§ **Verilen Metin**:
________

İslami feminizm nedir, ne değildir? (1)

Kadın merkezli, eşitlikçi, erkek egemen toplum, sınıflı toplum, ayırımcı, Afro-Amerikan, Batı dışındaki kadın hareketleri gibi feminizm formlarına bağlı olan altı feminizm akımı bulunuyor

Kolaj: Independent Türkçe

Bugünkü konumuz "İslami feminizm" olacak. Bazılarının "İslamcı feminizm" diye tanımlayıp farklı feminist formların alt kolu olarak gördükleri bu kadın hareketini anlayabilmek için de dünya kamuoyunu yakından ilgilendiren bu kavram ile fikriyatın ne anlama geldiğini açıklayıp kısa tarihine ışık tutacağız. 

Özgür Ansiklopedi Vikipedi Türkçe, feminizmi şöyle tanımlanıyor:

Feminizm, kadınların haklarının tanınıp korunması amacıyla eşitsizliklerin ortadan kaldırılmasına yönelik çeşitli ideolojiler, toplumsal hareketler ve kitle örgütlerinden oluşan hareket. Sözcüğün köken olarak Latince 'femina' ve onun Fransızca türevi olan 'féminisme' sözcüğünden geldiği ve Türkçe eş anlamlısının 'hatunculuk' olduğu belirtilmektedir. 

Kadın ve erkek arasındaki toplumsal eşitsizliğin süregelmesi, feminizmin amacının kadının toplumdaki yerinin iyileştirilmesi ve toplumda gerçek bir eşitlik durumunun sağlanması olmasına neden olmuştur.

________

§ **Koordinat etiketleme verisi**:
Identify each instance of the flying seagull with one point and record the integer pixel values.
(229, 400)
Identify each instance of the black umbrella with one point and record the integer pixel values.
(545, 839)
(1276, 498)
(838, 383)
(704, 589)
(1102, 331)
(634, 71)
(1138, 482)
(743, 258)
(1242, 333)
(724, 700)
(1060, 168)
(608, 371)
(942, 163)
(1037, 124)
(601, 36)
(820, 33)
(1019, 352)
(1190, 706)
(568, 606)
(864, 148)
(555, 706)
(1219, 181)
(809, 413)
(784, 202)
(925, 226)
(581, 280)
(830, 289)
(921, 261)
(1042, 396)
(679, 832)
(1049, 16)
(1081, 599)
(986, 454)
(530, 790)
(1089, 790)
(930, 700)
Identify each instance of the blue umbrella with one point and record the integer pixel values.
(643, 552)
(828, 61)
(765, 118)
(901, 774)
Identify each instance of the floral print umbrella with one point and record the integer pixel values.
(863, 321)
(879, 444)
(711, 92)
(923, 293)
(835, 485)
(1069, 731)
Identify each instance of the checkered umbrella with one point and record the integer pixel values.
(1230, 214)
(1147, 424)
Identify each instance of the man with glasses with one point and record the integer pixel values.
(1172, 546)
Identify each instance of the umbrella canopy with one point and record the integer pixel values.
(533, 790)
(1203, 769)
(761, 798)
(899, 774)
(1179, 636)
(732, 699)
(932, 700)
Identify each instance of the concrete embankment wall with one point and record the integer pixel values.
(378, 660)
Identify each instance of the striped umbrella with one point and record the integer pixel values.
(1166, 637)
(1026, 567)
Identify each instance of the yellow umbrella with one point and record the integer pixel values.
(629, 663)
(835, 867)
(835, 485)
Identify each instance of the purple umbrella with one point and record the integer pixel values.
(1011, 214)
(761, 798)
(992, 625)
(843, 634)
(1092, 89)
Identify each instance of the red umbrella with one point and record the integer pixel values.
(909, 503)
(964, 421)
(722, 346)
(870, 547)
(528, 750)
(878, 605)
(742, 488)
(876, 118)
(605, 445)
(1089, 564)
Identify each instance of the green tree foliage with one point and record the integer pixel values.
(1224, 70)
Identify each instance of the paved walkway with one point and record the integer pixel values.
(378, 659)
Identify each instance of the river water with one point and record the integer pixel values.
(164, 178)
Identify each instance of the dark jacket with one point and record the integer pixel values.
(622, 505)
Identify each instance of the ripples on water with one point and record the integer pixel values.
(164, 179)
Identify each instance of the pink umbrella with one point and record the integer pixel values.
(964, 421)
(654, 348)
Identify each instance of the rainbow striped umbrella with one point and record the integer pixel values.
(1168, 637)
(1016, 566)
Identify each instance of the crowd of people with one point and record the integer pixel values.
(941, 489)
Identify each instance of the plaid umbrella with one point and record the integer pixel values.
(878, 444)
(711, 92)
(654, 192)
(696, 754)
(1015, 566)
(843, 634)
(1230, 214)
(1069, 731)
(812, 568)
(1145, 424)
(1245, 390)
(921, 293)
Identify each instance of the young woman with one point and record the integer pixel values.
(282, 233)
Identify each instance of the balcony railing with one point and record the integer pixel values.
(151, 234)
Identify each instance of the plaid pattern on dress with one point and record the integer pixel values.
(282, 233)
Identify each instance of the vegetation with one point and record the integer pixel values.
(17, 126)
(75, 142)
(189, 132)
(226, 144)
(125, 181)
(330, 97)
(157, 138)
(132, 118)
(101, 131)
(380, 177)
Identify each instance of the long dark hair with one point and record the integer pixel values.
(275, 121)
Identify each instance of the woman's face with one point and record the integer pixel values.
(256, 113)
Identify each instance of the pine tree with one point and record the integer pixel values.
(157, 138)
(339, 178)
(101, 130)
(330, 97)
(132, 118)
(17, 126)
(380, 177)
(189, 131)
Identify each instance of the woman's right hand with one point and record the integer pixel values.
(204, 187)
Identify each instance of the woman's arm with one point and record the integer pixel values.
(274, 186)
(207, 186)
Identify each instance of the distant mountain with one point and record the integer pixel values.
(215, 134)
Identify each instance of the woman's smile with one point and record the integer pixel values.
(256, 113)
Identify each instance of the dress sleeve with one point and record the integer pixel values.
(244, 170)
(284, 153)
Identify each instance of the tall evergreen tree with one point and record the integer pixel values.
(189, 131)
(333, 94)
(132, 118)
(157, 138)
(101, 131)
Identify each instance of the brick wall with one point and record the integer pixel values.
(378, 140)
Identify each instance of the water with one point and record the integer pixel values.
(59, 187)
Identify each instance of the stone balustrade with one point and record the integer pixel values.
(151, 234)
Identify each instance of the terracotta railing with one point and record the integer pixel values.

________

§ **Görev Talimatı**:
Lütfen yukarıdaki İslami feminizm yazısında "Kolaj: Independent Türkçe" sözlerinden başlayıp "tarihine ışık tutacağız." sözlerine kadar uzanan bölümün tamamını hiçbir değişiklik yapmadan çıkar.

§ **Yanıt**:
Kolaj: Independent Türkçe

Bugünkü konumuz "İslami feminizm" olacak. Bazılarının "İslamcı feminizm" diye tanımlayıp farklı feminist formların alt kolu olarak gördükleri bu kadın hareketini anlayabilmek için de dünya kamuoyunu yakından ilgilendiren bu kavram ile fikriyatın ne anlama geldiğini açıklayıp kısa tarihine ışık tutacağız.